Workweek Sees Path to Generate Ad Revenue From Walled Communities

By Christiana Sciaudone
Becca Sherman, right- Photo by Victoria Jempty

Four-year-old Workweek is finally hitting its stride. The company hosts a collective of industry experts who write newsletters that cover industries including HR and healthcare and reach 200,000 subscribers. It has also been building exclusive online communities where professionals can meet their peers, network and exchange ideas.

Building up those communities took a while, at least at first. The first 1,000 members joined over the period of a year and a half—and then in just 10 weeks, Workweek’s communities hit 10,000. The introduction of a free membership tier last year and automation of the application process helped bump numbers higher. Verified users should reach anywhere between 55,000 and 70,000 by the end of the year.

All those verified members mean a very, very valuable audience for marketers.

“We have a mix of advertising and subscription revenue, but most of our revenue, and probably always will be, will be from advertising. We work with all of the largest players in each of our verticals, and they sponsor our podcast, our newsletters, lead generation,” co-founder Adam Ryan told AMO. “Today, we’re monetizing pretty similar to how Industry Dive has in the past.”

Ad rates vary from $150 to $300 CPM, and their fill rates are “fairly high,” Ryan said. “There’s other brands out there that are B2B, and I think that most of them are closer to $80, and we think our reporting and engagement allows us to be pretty close to double that.”

Revenue in 2025 should be double last year, Ryan said, without providing further details. Ryan believes that, between the newsletter and these communities, each vertical could generate over $20 million in revenue per year. The company’s not yet been profitable.

“The reason I do this personally is I think we’re all really disconnected, and people need to talk to people more and have more human interaction,” Becca Sherman, co-founder of Workweek, told AMO. “It’s such an incredible way for people to truly, authentically connect with people and also get better at their jobs, and scale up in their own careers, in their work.”

Growth

Workweek raised a $12.5 million Series A raised last year that helped spur the development of the bespoke platform. They had originally hosted the communities on Slack. Ryan said that their platform protects against AI scraping, adding to a higher level of privacy.

The creation of a bespoke platform was of utmost importance to the founders.

“We control all of the levers there, so we’re not reliant on Circle or these other community platforms, Mighty Networks or Slack, that you have to live by their own piece, and so we’re building our own castle with our very high walls around it, where it’s our data and it’s also our opportunity to improve and adjust things,” Ryan said.

Members have taken so well to the communities that they are spontaneously setting up their own meet-ups in different cities.

“From the very beginning of Workweek, all we said was, the best content wins and in B2B, we think hearing from people that do the job is the way to do that. And that’s the core of what makes it work,” Ryan said. “If you have the most trusted brand in HR, hospital administration, ecommerce, all of a sudden, you have a lot of avenues to grow that can be incredibly lucrative.”

Workweek’s verticals offer both free and paid memberships.

The free tier was introduced in September; previously, the cheapest subscription was $399 and went as high as $1,500. Now the average premium membership costs $300 a year. With that, users get access to private virtual events, private discussions, additional newsletters, research reports and discounts to events.

“If the best content wins, then why would you try to hide it from 95% of your audience?” Ryan said regarding charging for content. “We’ve had to build out our own ad tech to be able to serve ads within our different environments. And today we have, we think some of the best, not just audiences to reach within their respective spaces, but our reporting and data from our first party data is also incredibly unique, and we offer that to our advertisers and different unique packages.”

Ryan’s goal is for Workweek to share similarities to Doximity, which has a community for medical professionals and then monetizes primarily through marketing services. Doximity has a market cap of $9.7 billion. Shares of the company have doubled over the past 12 months.

■ ■ ■

** Set of tasks **
a) From the Workweek article above, pull out word for word the part that opens with "Workweek raised a" and closes with "to the founders.".
b) In the Workweek article, what platform did the company first use to host its communities?

** Collected material **
■ ■ ■

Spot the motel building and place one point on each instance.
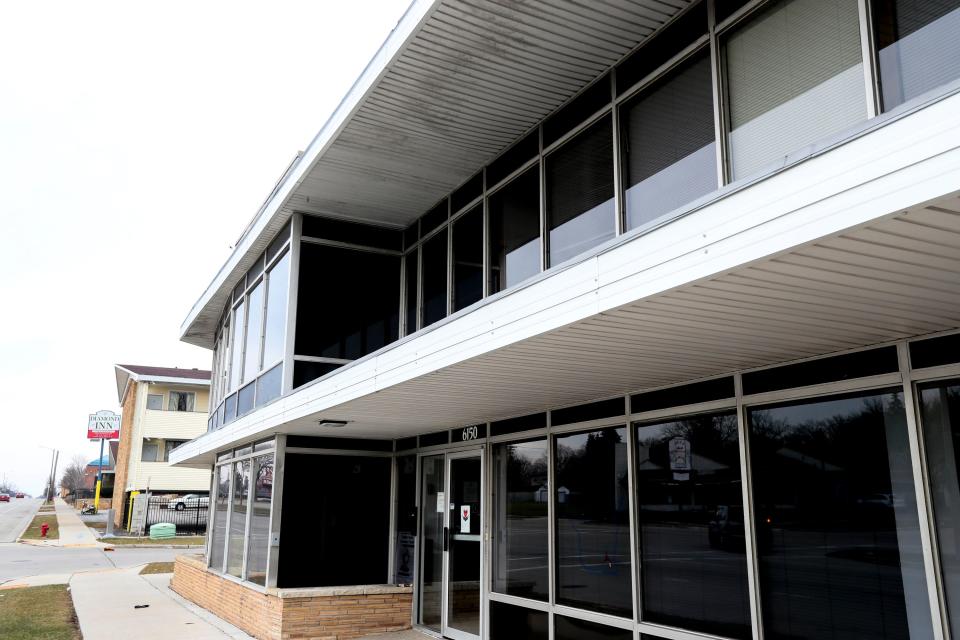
(617, 319)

■ ■ ■

** List of solutions **
a)
Workweek raised a $12.5 million Series A raised last year that helped spur the development of the bespoke platform. They had originally hosted the communities on Slack. Ryan said that their platform protects against AI scraping, adding to a higher level of privacy.

The creation of a bespoke platform was of utmost importance to the founders.

b) Slack